**TASK A**
Duplicate the passage of the Elevate Orlando article from "ORLANDO – One" to "Central Florida area.".

**GIVEN TEXT**
++++++++++

OMYF Community Spotlight: Elevate Orlando

By John Denton
June 16, 2011

ORLANDO – One hundred percent is 100 percent, and that’s a success rate that Elevate Orlando proudly boasts when it comes to their program affecting the lives of teenage children in the Central Florida area.

Just this past year, all 50 of the Evans High School students who participated in the Elevate Orlando program – one that goes into five Orlando-area public schools and teaches life skills, character building and leadership – graduated high school. And again, 100 percent of those students will be either attending college or heading off to the military following high school. That 100 percent success rate certainly makes Elevate Orlando President Jack McGill smile knowing that his organization is making a difference in young lives.

++++++++++

(Data items)
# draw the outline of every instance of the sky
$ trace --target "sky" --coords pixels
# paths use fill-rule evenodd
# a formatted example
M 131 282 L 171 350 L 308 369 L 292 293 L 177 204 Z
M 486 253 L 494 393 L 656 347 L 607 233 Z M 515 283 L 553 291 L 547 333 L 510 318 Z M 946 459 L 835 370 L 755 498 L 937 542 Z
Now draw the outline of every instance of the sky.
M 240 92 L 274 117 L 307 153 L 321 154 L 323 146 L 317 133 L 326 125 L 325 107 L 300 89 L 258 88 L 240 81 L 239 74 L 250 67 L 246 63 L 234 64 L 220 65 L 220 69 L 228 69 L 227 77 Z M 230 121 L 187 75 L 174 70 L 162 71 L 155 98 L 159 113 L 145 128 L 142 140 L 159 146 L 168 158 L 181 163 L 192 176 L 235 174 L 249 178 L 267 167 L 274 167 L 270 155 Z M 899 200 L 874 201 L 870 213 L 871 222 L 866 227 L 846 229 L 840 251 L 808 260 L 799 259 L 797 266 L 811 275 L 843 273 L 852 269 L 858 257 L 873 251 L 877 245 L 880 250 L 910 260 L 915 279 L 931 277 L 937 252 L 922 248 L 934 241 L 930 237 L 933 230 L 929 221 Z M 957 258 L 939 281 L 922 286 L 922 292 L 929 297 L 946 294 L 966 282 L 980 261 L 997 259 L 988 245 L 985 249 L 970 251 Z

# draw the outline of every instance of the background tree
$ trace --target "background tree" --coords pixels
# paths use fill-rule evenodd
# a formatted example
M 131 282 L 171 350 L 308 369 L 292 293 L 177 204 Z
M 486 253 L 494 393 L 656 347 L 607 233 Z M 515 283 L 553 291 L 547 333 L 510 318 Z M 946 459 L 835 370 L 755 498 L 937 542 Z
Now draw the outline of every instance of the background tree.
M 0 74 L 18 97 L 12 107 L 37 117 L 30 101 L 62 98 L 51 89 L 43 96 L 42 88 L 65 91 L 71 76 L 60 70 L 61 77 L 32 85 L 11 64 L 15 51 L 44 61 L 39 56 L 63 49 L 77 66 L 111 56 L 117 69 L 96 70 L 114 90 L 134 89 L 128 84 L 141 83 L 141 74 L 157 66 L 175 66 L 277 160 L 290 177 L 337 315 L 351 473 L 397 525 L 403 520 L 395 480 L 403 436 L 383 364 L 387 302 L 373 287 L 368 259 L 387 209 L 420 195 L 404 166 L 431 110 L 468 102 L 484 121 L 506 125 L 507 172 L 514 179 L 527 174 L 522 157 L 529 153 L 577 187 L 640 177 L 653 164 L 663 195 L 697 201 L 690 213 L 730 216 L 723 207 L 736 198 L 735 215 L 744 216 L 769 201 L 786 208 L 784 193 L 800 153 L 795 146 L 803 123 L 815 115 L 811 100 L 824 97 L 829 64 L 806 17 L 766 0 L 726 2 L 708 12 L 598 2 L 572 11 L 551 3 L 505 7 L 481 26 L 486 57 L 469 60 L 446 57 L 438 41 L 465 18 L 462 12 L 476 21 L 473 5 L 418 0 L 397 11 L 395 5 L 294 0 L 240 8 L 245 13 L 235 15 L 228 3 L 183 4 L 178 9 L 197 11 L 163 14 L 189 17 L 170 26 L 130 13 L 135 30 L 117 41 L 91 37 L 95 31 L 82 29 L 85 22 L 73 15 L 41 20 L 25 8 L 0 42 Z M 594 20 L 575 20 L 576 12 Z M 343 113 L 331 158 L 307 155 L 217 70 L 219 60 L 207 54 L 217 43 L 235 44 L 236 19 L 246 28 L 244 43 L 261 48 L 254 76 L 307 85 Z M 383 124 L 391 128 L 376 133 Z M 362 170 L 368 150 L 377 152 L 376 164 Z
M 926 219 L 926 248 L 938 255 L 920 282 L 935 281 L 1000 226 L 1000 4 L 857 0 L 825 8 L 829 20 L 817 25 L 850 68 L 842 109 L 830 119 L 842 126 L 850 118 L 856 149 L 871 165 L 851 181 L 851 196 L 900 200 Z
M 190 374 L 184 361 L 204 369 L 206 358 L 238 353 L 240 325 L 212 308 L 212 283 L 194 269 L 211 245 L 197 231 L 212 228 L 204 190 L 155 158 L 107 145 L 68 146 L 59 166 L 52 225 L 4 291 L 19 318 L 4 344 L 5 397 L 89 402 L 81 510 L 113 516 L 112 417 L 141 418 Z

++++++++++

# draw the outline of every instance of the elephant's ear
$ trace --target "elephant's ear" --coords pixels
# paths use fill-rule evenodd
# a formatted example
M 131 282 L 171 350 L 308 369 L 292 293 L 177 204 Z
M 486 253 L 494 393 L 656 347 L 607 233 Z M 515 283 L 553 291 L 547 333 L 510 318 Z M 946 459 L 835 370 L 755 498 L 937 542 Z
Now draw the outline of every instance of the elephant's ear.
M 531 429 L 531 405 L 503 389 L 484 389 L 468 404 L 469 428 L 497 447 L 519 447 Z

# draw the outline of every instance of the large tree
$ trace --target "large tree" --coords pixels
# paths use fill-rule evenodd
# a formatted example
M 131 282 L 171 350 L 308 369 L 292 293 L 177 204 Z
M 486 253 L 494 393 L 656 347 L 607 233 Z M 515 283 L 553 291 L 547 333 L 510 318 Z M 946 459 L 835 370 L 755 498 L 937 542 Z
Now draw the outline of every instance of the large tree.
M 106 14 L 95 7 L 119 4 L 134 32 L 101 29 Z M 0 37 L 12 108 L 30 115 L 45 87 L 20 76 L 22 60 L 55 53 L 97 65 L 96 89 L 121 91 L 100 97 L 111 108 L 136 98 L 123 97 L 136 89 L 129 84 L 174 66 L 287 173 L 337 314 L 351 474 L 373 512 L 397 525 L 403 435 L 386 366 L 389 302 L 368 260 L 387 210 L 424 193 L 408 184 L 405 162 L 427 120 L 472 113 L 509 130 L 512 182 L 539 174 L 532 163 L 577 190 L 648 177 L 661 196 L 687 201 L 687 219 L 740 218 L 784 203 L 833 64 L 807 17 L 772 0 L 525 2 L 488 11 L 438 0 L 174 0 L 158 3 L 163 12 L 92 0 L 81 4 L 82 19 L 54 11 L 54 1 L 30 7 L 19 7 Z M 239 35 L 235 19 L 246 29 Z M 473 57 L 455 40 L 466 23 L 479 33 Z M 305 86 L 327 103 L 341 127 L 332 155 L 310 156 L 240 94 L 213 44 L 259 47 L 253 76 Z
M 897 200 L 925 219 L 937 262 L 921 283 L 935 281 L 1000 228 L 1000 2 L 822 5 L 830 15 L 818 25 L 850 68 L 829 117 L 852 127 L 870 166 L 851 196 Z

++++++++++

**TASK B**
Express the records from the line with "# draw the outline of every instance of the sky" to the line with "Now draw the outline of every instance of the sky." as a Markdown table with the columns No. and Line, one row per line, skipping blank lines.

**ANSWER A**
ORLANDO – One hundred percent is 100 percent, and that’s a success rate that Elevate Orlando proudly boasts when it comes to their program affecting the lives of teenage children in the Central Florida area.

**ANSWER B**
| No. | Line |
|---|---|
| 1 | # draw the outline of every instance of the sky |
| 2 | $ trace --target "sky" --coords pixels |
| 3 | # paths use fill-rule evenodd |
| 4 | # a formatted example |
| 5 | M 131 282 L 171 350 L 308 369 L 292 293 L 177 204 Z |
| 6 | M 486 253 L 494 393 L 656 347 L 607 233 Z M 515 283 L 553 291 L 547 333 L 510 318 Z M 946 459 L 835 370 L 755 498 L 937 542 Z |
| 7 | Now draw the outline of every instance of the sky. |